§ **Tareas**:
**A)** Traduce al inglés la siguiente oración del texto sobre el homenaje a Felipe Rodríguez Maldonado: "No es poca cosa, la mesa central donde se toman las decisiones más importantes y se perfila la información que se pone a consideración de una ciudadanía cada vez más amplia y demandante, llevará en adelante el nombre de nuestro buen amigo Felipe Rodríguez Maldonado."
**B)** Escribe un párrafo breve que prosiga el texto sobre el homenaje a Felipe Rodríguez Maldonado a partir de su última oración.

§ **Texto de lectura**:
──────────────────────────────
Hoy es un buen día, pues podré darle un abrazo a mi maestro, colega y amigo, en la misma redacción donde intercambiamos impresiones sobre esto y aquello, y donde pacientemente esperó la dilatada llegada de mi colaboración, pues VANGUARDIA ha decidido celebrar y homenajear su carrera y aportación a esta casa editorial, nombrando en su honor al centro informativo de este periódico.
No es poca cosa, la mesa central donde se toman las decisiones más importantes y se perfila la información que se pone a consideración de una ciudadanía cada vez más amplia y demandante, llevará en adelante el nombre de nuestro buen amigo Felipe Rodríguez Maldonado. ¡Enhorabuena, Felipe!
──────────────────────────────
§ **Datos almacenados**:
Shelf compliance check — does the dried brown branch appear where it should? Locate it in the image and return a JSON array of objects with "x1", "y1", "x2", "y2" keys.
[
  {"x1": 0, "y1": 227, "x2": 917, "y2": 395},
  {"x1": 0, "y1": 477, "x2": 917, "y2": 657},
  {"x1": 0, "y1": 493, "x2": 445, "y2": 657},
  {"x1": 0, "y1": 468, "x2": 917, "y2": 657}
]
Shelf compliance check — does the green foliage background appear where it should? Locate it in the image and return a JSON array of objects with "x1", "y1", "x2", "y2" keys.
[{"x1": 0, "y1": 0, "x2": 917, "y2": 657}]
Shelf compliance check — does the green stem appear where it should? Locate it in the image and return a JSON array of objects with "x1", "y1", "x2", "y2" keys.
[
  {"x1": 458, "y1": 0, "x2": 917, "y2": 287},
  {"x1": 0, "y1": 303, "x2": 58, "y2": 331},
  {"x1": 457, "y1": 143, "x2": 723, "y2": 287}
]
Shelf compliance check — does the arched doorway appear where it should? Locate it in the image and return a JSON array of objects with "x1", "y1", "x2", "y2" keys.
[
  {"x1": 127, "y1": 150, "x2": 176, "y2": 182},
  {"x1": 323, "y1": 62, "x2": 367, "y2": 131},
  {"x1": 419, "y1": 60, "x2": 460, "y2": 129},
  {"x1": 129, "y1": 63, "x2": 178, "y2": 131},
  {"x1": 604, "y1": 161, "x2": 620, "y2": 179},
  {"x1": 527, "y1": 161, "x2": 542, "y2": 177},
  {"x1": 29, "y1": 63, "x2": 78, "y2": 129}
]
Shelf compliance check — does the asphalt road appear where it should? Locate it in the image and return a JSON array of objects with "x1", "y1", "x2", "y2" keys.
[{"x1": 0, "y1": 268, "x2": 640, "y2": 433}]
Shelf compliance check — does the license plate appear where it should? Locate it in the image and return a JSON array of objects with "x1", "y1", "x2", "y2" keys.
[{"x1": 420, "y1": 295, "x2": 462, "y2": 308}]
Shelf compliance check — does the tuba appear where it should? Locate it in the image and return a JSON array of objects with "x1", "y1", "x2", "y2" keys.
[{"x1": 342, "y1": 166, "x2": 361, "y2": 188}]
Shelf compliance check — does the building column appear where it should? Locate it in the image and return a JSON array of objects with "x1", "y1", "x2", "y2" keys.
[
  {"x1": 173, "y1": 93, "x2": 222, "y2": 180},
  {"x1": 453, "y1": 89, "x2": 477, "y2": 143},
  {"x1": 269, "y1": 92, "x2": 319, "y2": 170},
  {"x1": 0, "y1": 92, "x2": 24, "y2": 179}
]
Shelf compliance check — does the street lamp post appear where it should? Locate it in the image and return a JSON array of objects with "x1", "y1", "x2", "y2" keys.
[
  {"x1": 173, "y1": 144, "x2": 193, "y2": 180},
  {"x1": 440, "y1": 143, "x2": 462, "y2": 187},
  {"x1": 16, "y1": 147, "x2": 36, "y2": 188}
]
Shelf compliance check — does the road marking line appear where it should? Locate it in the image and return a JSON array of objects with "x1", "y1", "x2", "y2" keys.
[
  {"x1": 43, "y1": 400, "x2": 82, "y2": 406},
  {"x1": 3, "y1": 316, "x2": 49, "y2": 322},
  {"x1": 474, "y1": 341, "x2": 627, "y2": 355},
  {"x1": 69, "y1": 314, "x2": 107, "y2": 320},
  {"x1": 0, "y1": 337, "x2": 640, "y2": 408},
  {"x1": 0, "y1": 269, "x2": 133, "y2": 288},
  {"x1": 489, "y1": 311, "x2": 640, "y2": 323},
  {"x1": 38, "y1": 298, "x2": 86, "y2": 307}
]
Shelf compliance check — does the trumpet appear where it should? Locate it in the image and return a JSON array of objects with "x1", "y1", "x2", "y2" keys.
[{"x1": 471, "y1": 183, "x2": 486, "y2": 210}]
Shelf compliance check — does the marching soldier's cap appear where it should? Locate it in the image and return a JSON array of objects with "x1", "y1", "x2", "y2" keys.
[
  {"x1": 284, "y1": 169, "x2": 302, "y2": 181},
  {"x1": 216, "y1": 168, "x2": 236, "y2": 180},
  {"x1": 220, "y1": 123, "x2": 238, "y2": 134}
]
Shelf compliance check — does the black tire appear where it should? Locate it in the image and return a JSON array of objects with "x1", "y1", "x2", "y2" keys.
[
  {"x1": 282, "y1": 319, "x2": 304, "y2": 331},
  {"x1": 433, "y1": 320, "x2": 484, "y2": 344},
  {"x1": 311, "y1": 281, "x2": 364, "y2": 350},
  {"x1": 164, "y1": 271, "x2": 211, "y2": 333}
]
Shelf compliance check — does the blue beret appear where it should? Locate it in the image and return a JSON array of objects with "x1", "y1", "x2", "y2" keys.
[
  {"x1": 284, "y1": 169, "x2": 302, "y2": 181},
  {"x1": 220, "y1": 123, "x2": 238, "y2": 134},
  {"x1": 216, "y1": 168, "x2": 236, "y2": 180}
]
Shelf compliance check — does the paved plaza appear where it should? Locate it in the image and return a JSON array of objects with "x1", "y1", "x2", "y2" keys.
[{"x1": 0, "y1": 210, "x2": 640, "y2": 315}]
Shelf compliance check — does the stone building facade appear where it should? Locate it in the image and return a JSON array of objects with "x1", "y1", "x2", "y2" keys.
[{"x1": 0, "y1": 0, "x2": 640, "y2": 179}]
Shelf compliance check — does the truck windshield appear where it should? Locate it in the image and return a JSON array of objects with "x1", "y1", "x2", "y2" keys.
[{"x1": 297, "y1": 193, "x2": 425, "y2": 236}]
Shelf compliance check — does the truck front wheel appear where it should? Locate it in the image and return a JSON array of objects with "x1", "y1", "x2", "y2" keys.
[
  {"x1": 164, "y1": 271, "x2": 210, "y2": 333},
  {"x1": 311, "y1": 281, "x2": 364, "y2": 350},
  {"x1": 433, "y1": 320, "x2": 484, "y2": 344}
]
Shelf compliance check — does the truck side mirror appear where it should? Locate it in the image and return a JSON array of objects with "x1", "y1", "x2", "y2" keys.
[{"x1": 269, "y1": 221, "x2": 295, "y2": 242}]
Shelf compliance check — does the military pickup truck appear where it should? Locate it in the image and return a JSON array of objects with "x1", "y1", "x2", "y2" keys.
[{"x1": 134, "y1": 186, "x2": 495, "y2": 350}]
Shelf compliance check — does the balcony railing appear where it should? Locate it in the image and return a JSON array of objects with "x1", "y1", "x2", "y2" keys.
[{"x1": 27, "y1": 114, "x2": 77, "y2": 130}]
──────────────────────────────
§ **Respuestas del ejercicio**:
**A)** It is no small thing: the central desk where the most important decisions are made and where the information put before an ever broader and more demanding public is shaped will henceforth bear the name of our good friend Felipe Rodríguez Maldonado.

**B)**
Aunque espero poder decírselo más tarde de manera personal, he de agradecerle especialmente que haya sido él quien revisó mi primer artículo editorial, que hice como su estudiante, y que me haya dado una buena nota, la cual me dio la confianza para convertirme, años más tarde, en el opinador que usted hace el favor de leer hoy. Y es que esa era precisamente la materia que Felipe nos impartió aquel año: Columna y Géneros de Opinión.
¡Así que, gracias, Felipe, nuevamente felicidades y, como dice el señor Spock: “Larga vida y prosperidad”!